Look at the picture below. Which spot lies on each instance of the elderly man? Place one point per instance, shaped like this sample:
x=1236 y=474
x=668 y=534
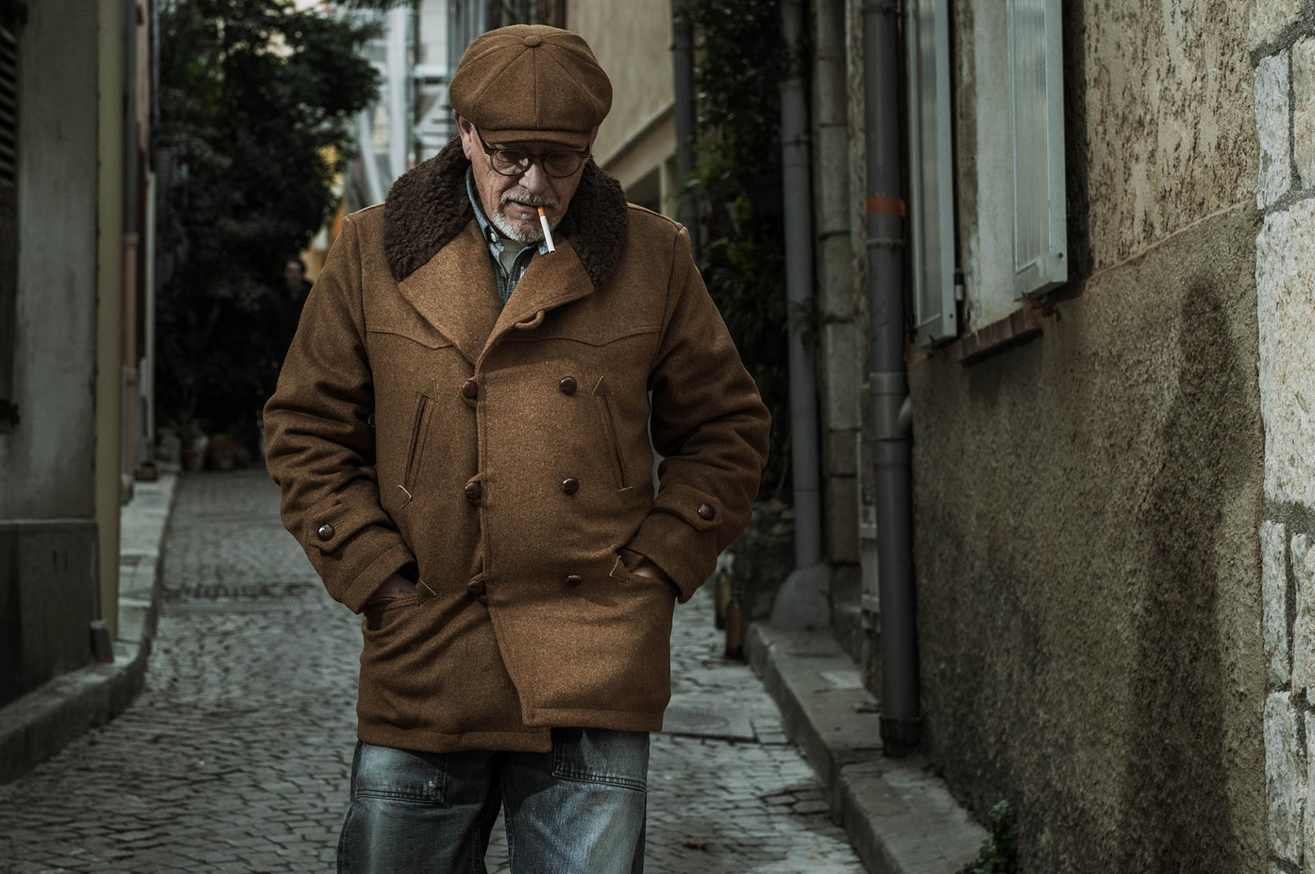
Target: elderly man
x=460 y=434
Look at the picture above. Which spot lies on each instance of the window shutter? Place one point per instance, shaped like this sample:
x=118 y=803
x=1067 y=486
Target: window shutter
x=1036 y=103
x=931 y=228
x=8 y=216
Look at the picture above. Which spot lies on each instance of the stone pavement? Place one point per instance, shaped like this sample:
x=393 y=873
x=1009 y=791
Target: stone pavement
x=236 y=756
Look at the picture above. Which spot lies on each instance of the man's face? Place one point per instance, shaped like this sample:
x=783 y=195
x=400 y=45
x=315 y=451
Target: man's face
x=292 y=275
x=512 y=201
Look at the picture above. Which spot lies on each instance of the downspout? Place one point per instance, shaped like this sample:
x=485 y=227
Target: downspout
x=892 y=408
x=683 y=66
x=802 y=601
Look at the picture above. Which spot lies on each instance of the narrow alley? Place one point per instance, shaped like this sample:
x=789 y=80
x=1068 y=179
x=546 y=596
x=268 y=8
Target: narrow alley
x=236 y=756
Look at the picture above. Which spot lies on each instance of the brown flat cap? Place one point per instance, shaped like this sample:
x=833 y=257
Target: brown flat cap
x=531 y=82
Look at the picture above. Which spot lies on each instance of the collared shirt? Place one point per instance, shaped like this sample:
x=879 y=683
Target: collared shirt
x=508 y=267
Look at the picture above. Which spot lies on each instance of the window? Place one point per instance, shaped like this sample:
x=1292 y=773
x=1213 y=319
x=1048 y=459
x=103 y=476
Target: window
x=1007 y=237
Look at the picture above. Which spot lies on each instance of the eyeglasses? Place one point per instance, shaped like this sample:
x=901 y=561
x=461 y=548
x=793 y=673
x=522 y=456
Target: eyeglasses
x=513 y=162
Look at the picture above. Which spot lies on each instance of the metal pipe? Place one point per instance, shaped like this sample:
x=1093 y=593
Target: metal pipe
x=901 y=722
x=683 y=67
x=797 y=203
* * * * * * * * *
WHAT YOU SHOULD DO.
Could you output the lines above, exactly as written, from the one containing "x=793 y=673" through the last, with both ends included and no others?

RESULT BELOW.
x=793 y=673
x=522 y=456
Target: eyeglasses
x=513 y=162
Look at the picture above. Which spot lies on each instance of the metal pipe? Place one point per instance, shaped like this sample:
x=1093 y=593
Target: metal pipe
x=901 y=722
x=683 y=67
x=797 y=203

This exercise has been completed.